_The data_:
***

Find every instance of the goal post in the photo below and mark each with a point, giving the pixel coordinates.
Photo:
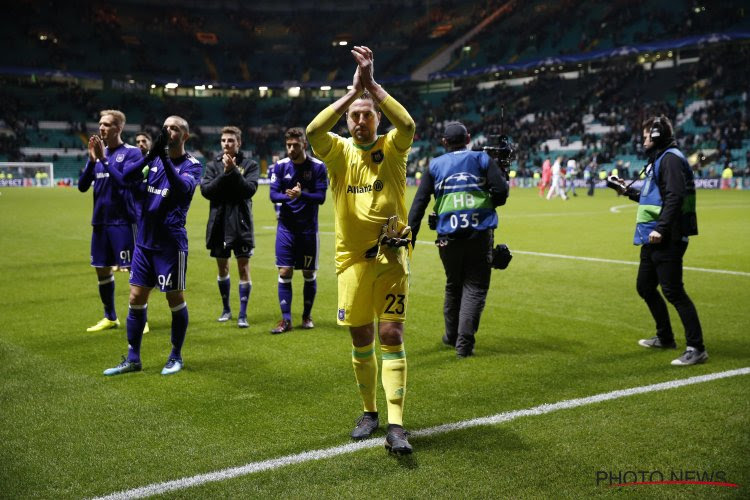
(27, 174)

***

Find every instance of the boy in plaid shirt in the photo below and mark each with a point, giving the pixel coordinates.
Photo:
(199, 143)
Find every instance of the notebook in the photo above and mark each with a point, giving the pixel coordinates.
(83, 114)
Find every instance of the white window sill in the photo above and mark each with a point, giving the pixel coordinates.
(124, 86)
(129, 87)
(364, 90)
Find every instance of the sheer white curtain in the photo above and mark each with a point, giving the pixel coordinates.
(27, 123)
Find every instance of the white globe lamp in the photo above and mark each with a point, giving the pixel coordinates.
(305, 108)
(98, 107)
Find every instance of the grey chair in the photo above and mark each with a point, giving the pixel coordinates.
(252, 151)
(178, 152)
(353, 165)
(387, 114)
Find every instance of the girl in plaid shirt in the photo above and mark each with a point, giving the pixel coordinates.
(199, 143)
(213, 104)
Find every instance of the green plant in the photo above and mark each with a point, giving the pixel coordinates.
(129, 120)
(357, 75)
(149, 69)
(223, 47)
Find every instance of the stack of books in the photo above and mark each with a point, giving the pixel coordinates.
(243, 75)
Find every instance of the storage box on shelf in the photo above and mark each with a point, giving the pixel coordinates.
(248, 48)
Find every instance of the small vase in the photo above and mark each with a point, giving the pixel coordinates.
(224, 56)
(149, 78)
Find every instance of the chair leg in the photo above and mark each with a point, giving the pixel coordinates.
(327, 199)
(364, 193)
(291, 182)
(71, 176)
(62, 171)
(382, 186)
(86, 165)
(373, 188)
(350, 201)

***

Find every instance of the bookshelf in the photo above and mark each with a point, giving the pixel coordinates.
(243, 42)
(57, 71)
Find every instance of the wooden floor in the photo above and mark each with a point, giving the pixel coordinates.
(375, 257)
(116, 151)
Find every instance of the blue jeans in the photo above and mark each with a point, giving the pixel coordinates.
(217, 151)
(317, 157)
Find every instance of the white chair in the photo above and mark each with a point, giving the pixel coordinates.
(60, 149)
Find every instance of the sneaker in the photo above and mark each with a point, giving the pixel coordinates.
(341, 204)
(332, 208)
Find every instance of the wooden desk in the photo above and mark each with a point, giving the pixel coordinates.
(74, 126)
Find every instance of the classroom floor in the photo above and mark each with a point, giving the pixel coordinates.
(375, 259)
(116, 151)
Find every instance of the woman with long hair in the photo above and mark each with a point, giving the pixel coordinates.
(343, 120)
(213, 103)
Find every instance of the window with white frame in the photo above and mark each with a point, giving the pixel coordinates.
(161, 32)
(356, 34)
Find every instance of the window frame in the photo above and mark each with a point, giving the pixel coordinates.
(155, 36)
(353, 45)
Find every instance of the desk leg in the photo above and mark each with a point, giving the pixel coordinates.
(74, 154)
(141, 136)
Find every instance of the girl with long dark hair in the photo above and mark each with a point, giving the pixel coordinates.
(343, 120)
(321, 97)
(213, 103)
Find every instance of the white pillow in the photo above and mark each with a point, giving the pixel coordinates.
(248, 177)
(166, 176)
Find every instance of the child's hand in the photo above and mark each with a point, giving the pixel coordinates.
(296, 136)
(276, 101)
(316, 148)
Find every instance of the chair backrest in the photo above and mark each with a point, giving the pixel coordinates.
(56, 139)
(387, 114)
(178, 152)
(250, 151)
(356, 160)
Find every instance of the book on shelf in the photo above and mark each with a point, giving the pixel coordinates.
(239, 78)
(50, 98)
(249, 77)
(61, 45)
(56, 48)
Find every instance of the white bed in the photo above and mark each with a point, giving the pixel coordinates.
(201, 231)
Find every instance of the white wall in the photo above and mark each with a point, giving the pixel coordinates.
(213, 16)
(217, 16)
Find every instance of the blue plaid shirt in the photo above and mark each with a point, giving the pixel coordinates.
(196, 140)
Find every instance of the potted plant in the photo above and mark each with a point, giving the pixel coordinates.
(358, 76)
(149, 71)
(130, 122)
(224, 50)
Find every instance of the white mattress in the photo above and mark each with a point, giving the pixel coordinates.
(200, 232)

***

_Exercise directions_: Read the listing. Copy each line that has the word "below" in it.

_Task response_:
Find every instance of the goal post in the photo below and mark each with a point, giving the pixel coordinates.
Find every instance of the boy in plaid shirt in the photo below and mark each with a point, giving the pixel coordinates.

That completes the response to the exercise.